**TASKS AND EXERCISES:**
A: Quote the cybersecurity article verbatim, beginning at the words "It seems like" and stopping after "here to stay.".
B: State whether each statement agrees with the cybersecurity article, answering yes or no and quoting the deciding words: (i) Consumers will eventually trust retailers with financial information again. (ii) Barracuda Networks offers products in storage, application delivery, and content security. (iii) F5 Networks is listed on the NYSE.

Cybersecurity Firms to Watch in 2014

As hackers, phrackers, and crackers work to breach corporate and consumer data, Barracuda Networks, F5 Networks and Check Point Software will surge in 2014.

Feb 4, 2014 at 11:00PM

It seems like not a day goes by that we don't hear about the NSA spying, Russian teen hackers, or new details about the Target security breach. Our bank, email, and social network accounts are ripe for the taking. Consumers will never fully trust retailers with financial or private information again. It's another "new normal" thrust upon us, and it's here to stay.

Hackers, phrackers, and crackers continuously find loopholes, gaps, and other open doors into our data. No matter how complex the information security or how strong the firewall, threats will persist -- and sometimes circumvent even the best-designed security technologies. The general public's new realization of just how serious cyber threats are has put cybersecurity firms in the spotlight. Barracuda Networks (NYSE:CUDA), F5 Networks (NASDAQ:FFIV), and Check Point Software Technologies (NASDAQ:CHKP) are three cybersecurity firms to watch in 2014.

One mean fish
Barracuda Networks is poised for growth. The company specializes in easy-to-install cloud and security solutions. With the recent Target banking breach, Barracuda Networks products and services will be in high demand. The firm adds value by offering products in three key areas: storage, application delivery, and content security. The Barracuda Web Security Service, Barracuda Email Security Service, and Barracuda Web Application Firewall should be flying off the virtual shelves.

**RECORD LIST:**
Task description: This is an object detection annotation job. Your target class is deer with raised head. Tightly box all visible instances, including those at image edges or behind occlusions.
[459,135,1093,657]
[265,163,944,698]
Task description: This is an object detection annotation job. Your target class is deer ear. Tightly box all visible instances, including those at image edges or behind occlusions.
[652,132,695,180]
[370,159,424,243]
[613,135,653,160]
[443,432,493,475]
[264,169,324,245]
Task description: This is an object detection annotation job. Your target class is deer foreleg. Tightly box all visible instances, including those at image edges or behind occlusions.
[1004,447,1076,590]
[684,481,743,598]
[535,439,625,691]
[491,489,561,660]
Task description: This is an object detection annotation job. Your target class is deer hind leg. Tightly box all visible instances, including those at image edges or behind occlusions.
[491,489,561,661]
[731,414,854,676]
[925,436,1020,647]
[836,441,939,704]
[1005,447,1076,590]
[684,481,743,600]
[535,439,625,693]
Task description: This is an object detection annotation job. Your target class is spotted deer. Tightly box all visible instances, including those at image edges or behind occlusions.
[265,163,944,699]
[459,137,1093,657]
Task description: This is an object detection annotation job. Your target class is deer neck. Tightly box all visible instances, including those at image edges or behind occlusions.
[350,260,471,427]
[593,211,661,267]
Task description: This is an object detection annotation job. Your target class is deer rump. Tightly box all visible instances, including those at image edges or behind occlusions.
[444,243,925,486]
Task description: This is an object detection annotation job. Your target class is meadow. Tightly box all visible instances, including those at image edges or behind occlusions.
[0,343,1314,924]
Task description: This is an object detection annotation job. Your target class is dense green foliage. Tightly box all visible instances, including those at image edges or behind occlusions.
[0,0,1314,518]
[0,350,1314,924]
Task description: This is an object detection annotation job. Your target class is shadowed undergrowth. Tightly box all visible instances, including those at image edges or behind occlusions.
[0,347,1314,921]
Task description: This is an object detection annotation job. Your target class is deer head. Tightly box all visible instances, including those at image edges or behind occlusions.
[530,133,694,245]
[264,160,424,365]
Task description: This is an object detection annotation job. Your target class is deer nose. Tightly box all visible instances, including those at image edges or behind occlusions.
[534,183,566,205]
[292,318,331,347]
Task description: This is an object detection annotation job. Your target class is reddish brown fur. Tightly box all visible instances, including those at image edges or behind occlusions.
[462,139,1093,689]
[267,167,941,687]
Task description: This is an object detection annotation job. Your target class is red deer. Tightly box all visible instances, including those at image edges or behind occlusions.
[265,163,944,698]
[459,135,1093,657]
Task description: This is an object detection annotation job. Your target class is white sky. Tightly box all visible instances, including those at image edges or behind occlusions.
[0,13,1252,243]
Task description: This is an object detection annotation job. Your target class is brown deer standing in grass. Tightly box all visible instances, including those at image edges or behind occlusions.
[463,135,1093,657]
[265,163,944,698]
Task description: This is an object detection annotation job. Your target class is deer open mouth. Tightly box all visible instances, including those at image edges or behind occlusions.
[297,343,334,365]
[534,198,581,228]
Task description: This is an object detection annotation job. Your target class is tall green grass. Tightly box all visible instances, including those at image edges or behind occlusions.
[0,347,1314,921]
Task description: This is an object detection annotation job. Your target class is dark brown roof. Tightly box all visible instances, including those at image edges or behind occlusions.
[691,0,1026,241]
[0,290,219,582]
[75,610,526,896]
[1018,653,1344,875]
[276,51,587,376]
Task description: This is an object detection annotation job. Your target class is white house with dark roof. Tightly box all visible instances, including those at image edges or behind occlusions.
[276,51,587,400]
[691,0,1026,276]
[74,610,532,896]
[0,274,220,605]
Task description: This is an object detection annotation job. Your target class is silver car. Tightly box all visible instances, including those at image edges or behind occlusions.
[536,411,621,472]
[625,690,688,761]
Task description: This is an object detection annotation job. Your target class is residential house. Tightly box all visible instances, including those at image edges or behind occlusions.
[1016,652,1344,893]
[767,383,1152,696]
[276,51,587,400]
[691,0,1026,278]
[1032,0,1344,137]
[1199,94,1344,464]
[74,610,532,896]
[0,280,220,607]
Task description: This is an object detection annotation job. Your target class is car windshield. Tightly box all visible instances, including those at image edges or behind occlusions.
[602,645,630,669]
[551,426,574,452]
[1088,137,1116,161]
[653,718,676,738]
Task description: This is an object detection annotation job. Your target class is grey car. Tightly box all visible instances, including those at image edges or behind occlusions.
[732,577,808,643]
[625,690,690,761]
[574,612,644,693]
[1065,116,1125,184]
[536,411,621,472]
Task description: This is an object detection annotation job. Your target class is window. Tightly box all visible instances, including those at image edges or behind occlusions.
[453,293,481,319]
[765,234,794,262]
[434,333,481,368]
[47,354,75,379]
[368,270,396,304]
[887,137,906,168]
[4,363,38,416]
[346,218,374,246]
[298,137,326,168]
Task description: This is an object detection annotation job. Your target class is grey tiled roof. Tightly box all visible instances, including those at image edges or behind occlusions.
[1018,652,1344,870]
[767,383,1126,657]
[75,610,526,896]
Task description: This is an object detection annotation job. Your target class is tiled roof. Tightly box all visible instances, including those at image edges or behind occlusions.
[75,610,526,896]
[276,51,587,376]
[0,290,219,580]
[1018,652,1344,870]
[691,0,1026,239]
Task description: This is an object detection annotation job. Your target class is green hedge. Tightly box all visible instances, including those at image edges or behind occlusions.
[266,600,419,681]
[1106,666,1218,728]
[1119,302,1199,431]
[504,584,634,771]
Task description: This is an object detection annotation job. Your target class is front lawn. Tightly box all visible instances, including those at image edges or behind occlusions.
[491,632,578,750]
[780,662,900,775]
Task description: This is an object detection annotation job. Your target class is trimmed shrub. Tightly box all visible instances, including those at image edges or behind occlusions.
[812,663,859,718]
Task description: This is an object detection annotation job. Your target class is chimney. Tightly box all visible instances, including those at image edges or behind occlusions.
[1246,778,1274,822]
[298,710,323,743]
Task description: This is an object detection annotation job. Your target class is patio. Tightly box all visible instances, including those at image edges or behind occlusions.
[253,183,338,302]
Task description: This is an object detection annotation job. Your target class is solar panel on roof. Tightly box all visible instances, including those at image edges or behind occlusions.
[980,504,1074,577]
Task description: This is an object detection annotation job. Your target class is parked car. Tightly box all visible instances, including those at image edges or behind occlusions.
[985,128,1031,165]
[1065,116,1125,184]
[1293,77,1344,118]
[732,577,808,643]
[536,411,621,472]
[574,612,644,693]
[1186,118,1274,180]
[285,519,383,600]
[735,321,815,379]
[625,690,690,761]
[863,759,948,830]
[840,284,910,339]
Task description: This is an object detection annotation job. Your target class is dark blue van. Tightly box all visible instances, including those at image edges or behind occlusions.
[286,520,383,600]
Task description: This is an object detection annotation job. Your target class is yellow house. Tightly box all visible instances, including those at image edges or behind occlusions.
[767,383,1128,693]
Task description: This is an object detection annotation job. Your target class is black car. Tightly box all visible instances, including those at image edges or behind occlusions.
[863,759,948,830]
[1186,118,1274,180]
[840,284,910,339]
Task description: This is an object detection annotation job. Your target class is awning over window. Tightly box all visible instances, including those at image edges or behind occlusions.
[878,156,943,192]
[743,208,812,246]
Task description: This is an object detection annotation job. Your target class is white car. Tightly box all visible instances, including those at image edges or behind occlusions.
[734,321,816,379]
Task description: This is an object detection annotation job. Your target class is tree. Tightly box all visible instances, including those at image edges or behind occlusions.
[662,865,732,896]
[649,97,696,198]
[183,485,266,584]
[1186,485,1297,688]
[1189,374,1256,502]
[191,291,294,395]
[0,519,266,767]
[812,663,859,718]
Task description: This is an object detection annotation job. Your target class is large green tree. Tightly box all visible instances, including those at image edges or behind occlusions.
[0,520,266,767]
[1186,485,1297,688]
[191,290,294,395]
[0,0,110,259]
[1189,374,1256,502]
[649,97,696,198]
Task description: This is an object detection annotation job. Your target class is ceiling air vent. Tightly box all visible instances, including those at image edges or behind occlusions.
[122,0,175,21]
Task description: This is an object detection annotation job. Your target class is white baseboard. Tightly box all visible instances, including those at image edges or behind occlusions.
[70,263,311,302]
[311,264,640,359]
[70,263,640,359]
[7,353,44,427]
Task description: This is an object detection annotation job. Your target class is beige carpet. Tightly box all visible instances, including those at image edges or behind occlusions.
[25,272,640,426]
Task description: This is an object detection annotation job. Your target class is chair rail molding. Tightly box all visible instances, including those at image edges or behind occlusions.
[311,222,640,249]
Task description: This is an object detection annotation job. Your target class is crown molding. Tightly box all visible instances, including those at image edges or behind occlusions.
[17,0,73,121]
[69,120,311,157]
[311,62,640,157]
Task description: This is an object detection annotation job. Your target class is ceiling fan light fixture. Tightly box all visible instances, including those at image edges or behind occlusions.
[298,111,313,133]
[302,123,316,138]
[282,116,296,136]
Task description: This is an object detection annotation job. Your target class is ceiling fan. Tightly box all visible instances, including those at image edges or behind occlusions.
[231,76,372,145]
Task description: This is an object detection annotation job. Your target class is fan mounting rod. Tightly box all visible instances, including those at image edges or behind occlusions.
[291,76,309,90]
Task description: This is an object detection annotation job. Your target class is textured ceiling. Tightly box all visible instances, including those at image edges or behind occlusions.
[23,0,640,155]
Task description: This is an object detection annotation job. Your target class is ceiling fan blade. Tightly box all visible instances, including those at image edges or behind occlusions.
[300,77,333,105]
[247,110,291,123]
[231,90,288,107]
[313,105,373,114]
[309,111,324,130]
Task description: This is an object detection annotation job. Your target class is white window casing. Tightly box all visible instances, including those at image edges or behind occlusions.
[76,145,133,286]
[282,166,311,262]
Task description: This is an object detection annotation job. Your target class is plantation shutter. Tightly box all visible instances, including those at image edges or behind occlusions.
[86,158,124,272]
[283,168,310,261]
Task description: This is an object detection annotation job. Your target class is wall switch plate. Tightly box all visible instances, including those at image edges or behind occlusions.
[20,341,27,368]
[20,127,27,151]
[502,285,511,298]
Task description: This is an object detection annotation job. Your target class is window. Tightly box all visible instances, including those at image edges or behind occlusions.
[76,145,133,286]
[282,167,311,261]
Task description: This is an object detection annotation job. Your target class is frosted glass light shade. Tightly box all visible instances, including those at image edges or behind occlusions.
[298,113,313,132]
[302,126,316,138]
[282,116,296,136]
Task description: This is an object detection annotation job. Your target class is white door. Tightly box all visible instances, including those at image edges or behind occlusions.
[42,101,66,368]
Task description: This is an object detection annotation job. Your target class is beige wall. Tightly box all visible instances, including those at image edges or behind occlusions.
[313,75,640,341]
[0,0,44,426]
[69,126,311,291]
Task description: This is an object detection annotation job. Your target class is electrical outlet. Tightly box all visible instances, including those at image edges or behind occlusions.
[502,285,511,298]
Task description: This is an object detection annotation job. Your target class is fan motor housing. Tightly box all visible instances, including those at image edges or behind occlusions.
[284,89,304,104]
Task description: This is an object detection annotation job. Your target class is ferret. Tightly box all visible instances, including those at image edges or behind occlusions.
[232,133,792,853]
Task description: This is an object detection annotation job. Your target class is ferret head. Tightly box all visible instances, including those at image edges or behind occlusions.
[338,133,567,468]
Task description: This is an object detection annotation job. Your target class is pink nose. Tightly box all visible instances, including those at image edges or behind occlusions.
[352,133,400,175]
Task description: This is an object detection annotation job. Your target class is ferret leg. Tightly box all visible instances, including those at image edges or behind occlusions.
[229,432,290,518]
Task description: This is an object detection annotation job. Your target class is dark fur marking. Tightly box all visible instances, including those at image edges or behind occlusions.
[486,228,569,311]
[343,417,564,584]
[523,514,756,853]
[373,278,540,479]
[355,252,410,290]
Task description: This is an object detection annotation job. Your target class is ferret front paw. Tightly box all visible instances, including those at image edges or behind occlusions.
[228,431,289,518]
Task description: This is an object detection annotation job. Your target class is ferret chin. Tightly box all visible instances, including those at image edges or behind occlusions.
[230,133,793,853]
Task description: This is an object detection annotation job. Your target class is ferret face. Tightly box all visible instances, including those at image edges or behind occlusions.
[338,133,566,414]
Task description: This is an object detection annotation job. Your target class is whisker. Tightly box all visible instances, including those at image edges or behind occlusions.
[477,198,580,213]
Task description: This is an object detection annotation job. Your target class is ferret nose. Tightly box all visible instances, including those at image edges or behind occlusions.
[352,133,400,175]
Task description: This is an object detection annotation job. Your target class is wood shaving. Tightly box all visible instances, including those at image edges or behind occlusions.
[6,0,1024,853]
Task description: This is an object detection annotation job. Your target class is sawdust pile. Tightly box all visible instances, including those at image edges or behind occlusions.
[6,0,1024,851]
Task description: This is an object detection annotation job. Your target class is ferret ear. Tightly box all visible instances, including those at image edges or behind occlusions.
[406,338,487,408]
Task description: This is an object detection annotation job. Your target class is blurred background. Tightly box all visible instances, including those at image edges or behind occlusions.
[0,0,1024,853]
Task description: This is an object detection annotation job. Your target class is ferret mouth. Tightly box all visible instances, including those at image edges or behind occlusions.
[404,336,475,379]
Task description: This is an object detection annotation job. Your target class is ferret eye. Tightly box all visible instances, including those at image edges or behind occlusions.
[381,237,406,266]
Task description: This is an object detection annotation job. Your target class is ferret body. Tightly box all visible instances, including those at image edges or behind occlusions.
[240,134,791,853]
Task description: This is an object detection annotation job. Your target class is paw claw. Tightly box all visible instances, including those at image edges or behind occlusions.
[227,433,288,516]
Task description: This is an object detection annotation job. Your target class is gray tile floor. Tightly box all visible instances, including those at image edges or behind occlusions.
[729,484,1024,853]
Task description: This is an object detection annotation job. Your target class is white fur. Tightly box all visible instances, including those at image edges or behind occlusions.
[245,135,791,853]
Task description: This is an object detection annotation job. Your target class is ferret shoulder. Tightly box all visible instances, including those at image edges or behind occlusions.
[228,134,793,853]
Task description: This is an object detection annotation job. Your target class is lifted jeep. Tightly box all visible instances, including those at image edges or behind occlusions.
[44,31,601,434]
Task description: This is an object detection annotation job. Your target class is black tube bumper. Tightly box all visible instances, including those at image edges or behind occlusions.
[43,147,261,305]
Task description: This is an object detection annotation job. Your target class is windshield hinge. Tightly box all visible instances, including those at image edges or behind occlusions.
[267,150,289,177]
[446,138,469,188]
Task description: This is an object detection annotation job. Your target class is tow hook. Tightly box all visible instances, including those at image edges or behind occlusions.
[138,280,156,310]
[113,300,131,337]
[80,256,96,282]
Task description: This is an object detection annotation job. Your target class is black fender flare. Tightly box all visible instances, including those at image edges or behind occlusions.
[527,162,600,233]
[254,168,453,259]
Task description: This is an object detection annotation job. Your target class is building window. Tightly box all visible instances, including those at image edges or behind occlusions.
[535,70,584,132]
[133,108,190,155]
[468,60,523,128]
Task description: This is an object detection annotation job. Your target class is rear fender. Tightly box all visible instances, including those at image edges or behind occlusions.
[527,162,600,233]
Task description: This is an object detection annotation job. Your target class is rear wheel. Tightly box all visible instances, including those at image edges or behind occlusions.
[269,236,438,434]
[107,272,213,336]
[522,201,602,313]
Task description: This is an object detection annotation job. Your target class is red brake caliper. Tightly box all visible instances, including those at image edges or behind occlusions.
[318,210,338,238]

**COMPLETE ANSWERS:**
A:
It seems like not a day goes by that we don't hear about the NSA spying, Russian teen hackers, or new details about the Target security breach. Our bank, email, and social network accounts are ripe for the taking. Consumers will never fully trust retailers with financial or private information again. It's another "new normal" thrust upon us, and it's here to stay.

B:
(i) No: "Consumers will never fully trust retailers with financial or private information again."
(ii) Yes: "The firm adds value by offering products in three key areas: storage, application delivery, and content security."
(iii) No: "F5 Networks (NASDAQ:FFIV)"